Exercises:
- 1) Print the stretch of the passage on epitaxial growth modes from "For a strained" through "must be considered.".
- 2) In one to three sentences, explain why the passage on epitaxial growth modes says the surface and interface energy balance is not enough for heteroepitaxial growth of highly strained structures.
- 3) Go on with the passage on epitaxial growth modes from where it stops.

Text block:
━━━━━━━━━━━━━━━━

If the sum of the epilayer surface energy and the interface energy is lower than the energy of the substrate surface, the FM mode occurs. It may be described as two-dimensional layer-by-layer growth.

(2) Volmer-Weber (VW mode):

If the sum of the epilayer surface energy and the interface energy is higher than the energy of the substrate surface, the VW mode occurs. It may be described as three-dimensional island growth.

(3) Stranski-Krastanow (SK mode):

For a strained epilayer with small interface energy, the deposited layer initially grows

strain energy in the deposited layer increases. This layer can lower its energy by forming three-dimensional isolated islands in order to release the strain. The SK growth mode leads to a two-dimensional wetting layer with three-dimensional islands on top.

These growth modes are deduced from equilibrium considerations of the energy balance between the surface energy and the interface energy for lattice-matched systems. However, for heteroepitaxial growth of highly strained structures, the elastic strain energy associated with epitaxial lattice mismatch must be considered.

━━━━━━━━━━━━━━━━

Extracted material:

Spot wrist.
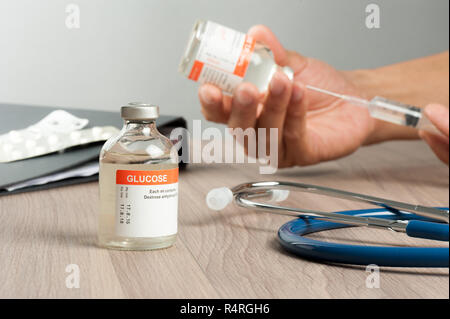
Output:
[345,67,419,145]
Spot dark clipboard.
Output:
[0,104,187,196]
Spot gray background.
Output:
[0,0,449,127]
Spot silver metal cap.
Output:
[120,102,159,120]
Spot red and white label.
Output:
[116,168,178,237]
[188,21,255,93]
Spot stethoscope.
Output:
[206,182,449,267]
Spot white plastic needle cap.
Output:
[206,187,233,210]
[270,189,289,202]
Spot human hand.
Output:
[199,26,375,167]
[419,104,449,165]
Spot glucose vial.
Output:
[178,20,294,94]
[98,103,178,250]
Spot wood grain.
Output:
[0,142,449,298]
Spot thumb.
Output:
[248,25,307,74]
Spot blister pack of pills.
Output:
[0,110,119,163]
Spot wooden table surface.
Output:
[0,142,449,298]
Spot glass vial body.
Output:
[98,103,178,250]
[178,20,293,94]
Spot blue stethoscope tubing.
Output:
[278,208,449,268]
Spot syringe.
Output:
[306,85,439,133]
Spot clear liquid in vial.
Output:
[178,20,293,94]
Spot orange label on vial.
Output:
[116,168,178,185]
[188,21,255,93]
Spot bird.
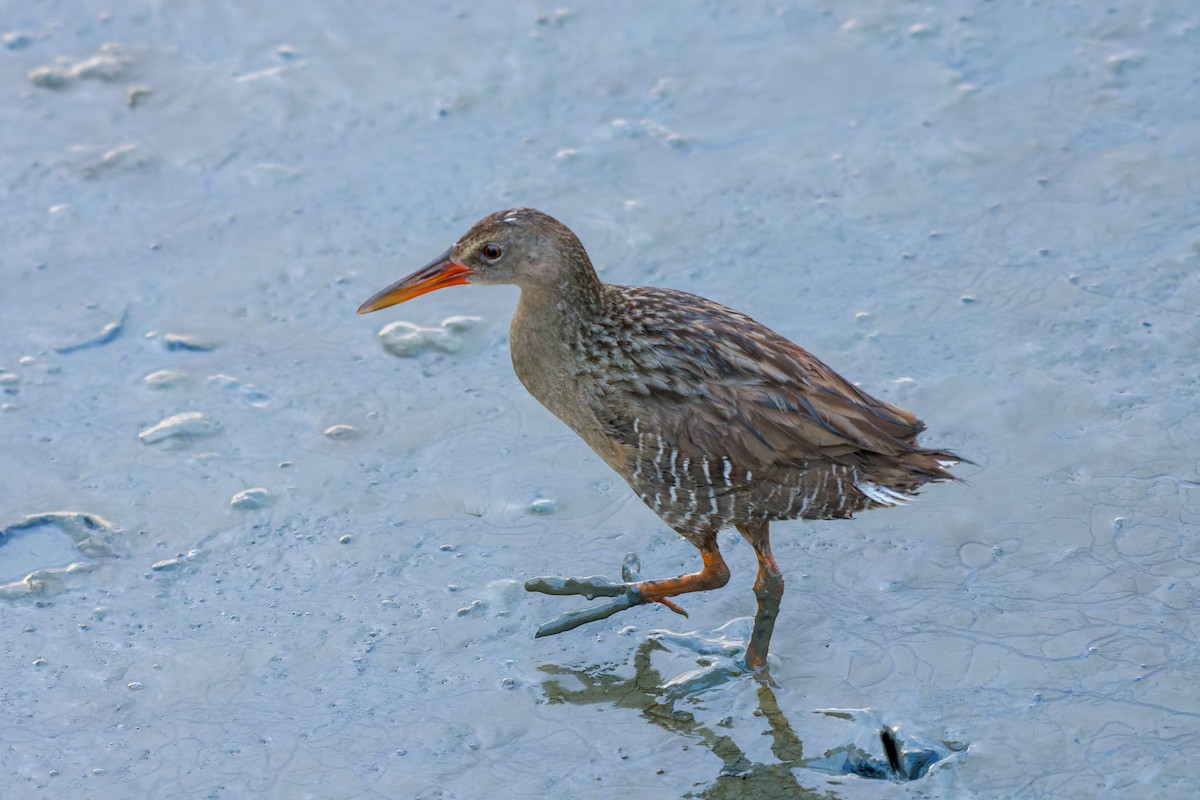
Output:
[358,207,965,673]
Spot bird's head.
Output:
[359,209,596,314]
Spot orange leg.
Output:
[526,535,730,637]
[738,521,784,672]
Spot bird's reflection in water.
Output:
[541,637,966,800]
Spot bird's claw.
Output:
[526,553,688,638]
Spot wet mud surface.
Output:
[0,1,1200,799]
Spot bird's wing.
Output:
[593,289,924,470]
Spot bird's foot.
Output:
[526,553,688,638]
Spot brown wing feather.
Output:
[596,289,924,470]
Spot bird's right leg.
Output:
[526,534,730,638]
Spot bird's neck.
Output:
[512,254,605,338]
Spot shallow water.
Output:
[0,1,1200,798]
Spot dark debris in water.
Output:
[54,309,128,354]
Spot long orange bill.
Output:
[359,248,475,314]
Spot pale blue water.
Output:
[0,1,1200,798]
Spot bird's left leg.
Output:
[526,533,730,637]
[738,519,784,672]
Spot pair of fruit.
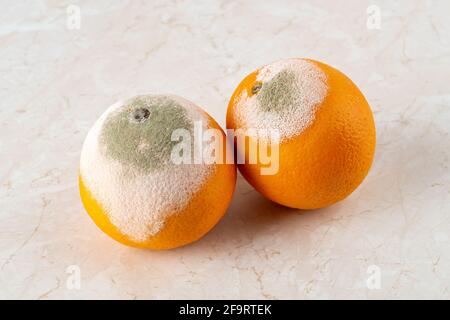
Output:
[79,59,375,249]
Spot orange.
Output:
[227,59,376,209]
[79,95,236,249]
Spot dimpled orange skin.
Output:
[79,118,236,250]
[227,59,376,209]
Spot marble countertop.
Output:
[0,0,450,299]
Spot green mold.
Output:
[257,70,298,113]
[100,96,193,173]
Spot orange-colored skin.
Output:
[79,118,236,250]
[227,60,376,209]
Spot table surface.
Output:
[0,0,450,299]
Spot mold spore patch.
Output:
[236,59,328,140]
[80,96,215,242]
[100,96,193,172]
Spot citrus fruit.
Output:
[79,95,236,249]
[227,58,376,209]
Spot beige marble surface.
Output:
[0,0,450,299]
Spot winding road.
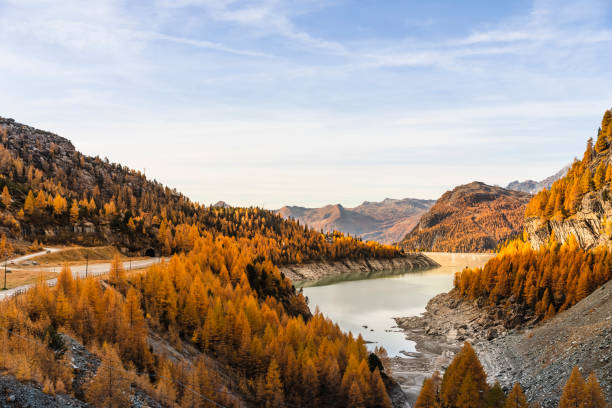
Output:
[0,248,165,301]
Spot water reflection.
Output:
[296,254,490,356]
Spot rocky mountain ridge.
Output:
[276,198,435,244]
[400,181,531,252]
[506,165,570,194]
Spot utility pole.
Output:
[2,254,8,290]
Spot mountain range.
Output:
[506,165,570,194]
[400,181,531,252]
[276,198,435,244]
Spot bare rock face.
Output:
[525,188,612,249]
[276,198,435,244]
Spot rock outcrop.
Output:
[395,281,612,408]
[400,181,531,252]
[506,165,570,194]
[525,188,612,249]
[280,254,438,281]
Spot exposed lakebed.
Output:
[296,253,491,357]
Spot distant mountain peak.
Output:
[400,181,531,252]
[276,198,434,244]
[506,164,570,194]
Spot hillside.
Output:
[0,118,398,264]
[506,166,570,194]
[277,198,434,244]
[477,276,612,408]
[525,110,612,248]
[400,181,531,252]
[0,115,416,408]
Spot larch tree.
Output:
[23,190,34,215]
[584,373,607,408]
[559,367,586,408]
[505,383,528,408]
[263,360,285,408]
[70,200,79,224]
[414,378,440,408]
[2,185,13,208]
[85,343,131,408]
[487,381,506,408]
[440,342,488,407]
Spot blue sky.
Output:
[0,0,612,208]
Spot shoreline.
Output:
[279,253,440,282]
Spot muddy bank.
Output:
[392,281,612,408]
[391,291,507,402]
[280,254,439,281]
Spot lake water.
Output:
[296,253,491,356]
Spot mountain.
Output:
[525,110,612,249]
[506,165,570,194]
[400,181,531,252]
[0,118,414,408]
[0,117,398,265]
[277,198,435,244]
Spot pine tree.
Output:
[505,383,528,408]
[85,343,131,408]
[559,367,587,408]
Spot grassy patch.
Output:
[0,265,58,289]
[32,245,128,265]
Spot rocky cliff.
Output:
[525,189,612,249]
[525,111,612,249]
[400,181,531,252]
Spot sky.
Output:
[0,0,612,209]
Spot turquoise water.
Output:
[297,254,490,356]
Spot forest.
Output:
[0,121,399,265]
[454,237,612,318]
[525,110,612,220]
[454,110,612,319]
[414,343,607,408]
[0,228,390,407]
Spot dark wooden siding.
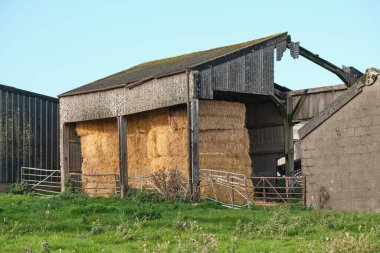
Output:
[195,45,275,99]
[246,99,285,177]
[0,85,59,183]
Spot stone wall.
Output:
[302,69,380,212]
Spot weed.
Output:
[126,189,165,204]
[152,168,186,203]
[309,228,377,253]
[40,240,50,253]
[134,206,162,220]
[116,220,133,240]
[72,204,118,214]
[152,241,170,253]
[8,181,33,194]
[91,219,104,235]
[202,234,218,253]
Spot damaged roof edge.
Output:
[58,32,287,98]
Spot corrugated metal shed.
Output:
[0,85,59,183]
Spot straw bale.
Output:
[199,100,252,202]
[76,119,119,195]
[127,106,188,187]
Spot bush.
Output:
[8,181,33,194]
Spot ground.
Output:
[0,192,380,253]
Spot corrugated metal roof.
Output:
[60,33,286,96]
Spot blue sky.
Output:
[0,0,380,96]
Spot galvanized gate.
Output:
[21,167,61,196]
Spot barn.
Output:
[59,33,362,202]
[299,69,380,212]
[0,85,60,192]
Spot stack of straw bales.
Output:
[127,106,188,187]
[76,101,251,201]
[76,119,119,195]
[199,101,252,201]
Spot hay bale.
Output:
[127,106,188,187]
[199,101,252,202]
[76,119,119,195]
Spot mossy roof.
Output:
[60,33,286,97]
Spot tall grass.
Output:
[0,191,380,253]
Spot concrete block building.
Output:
[300,69,380,212]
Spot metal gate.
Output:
[21,167,61,196]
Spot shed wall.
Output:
[301,81,380,211]
[0,85,59,183]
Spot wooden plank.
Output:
[117,116,128,198]
[61,124,70,191]
[191,99,200,201]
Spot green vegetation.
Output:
[0,191,380,253]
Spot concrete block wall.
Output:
[301,72,380,212]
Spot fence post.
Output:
[302,176,306,205]
[262,178,267,202]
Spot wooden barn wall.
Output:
[0,86,59,183]
[195,39,286,99]
[60,73,192,123]
[246,99,285,177]
[60,73,193,177]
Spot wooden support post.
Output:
[191,99,200,201]
[61,124,70,192]
[302,176,306,206]
[117,116,128,198]
[284,93,294,177]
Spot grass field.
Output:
[0,192,380,252]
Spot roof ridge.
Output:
[58,32,287,97]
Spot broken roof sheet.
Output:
[60,32,287,97]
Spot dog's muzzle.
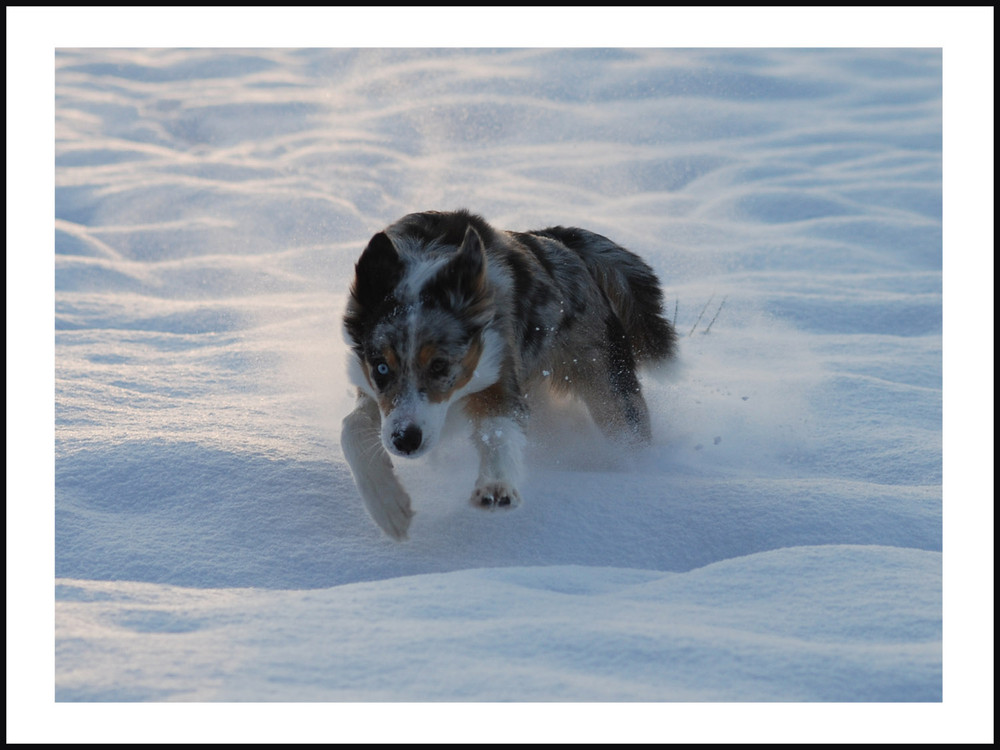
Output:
[392,424,424,456]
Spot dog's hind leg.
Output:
[340,393,413,540]
[465,384,527,510]
[576,314,652,445]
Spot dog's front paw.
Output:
[471,482,521,510]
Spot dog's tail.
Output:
[532,227,677,365]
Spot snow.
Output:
[7,4,993,742]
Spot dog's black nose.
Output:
[392,424,424,453]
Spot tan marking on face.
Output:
[421,339,483,404]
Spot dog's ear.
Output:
[423,225,492,327]
[351,232,403,307]
[448,224,486,291]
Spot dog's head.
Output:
[344,220,498,457]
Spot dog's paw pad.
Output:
[472,484,521,510]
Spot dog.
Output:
[341,210,677,540]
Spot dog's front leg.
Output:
[340,393,413,540]
[466,392,526,510]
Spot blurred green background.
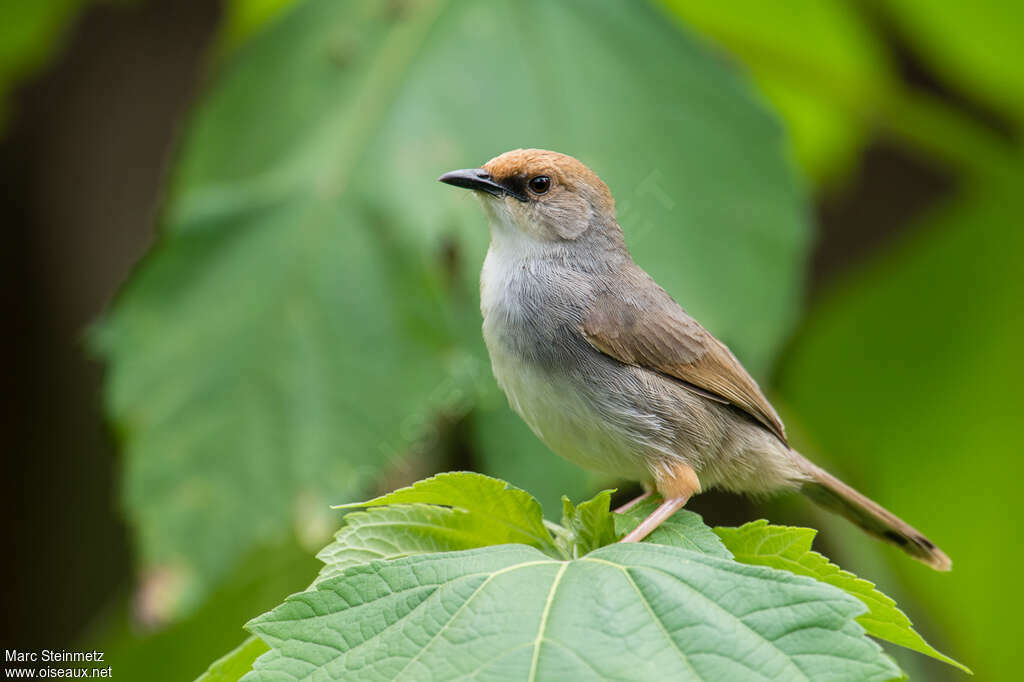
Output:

━━━━━━━━━━━━━━━━

Numbered answers:
- 1)
For a strained epilayer with small interface energy, the deposited layer initially grows

strain energy in the deposited layer increases. This layer can lower its energy by forming three-dimensional isolated islands in order to release the strain. The SK growth mode leads to a two-dimensional wetting layer with three-dimensional islands on top.

These growth modes are deduced from equilibrium considerations of the energy balance between the surface energy and the interface energy for lattice-matched systems. However, for heteroepitaxial growth of highly strained structures, the elastic strain energy associated with epitaxial lattice mismatch must be considered.

- 2) The three growth modes are deduced from equilibrium considerations of the energy balance between surface energy and interface energy for lattice-matched systems. Highly strained heteroepitaxial structures involve epitaxial lattice mismatch, so the elastic strain energy associated with that mismatch must also be considered.

- 3)
The SK growth mode is favorable for a layer with a lattice constant that differs considerably from that of the substrate, because the islands allow a relaxation of the strain energy. It also prefers to less differences between the epilayer surface energy and the substrate surface energy [5]. The SK growth mode may occur in systems where the formation of a two-dimensional wetting layer is favorable during the deposition of the first few monolayers (ML) of the film [6]. With the increasing layer thickness, the strain energy of two-dimensional wetting layer increases. Above the critical thickness, the onset of three-dimensional island formation on the substrate occurs, mainly because an island offers the possibility of relaxation of elastic strain at its free surface [7]. As a result of formation of such structures in nanometer size, what is called QDs, carriers in inlands are confined in three dimensions, as shown in Figures 1.2 and 1.3.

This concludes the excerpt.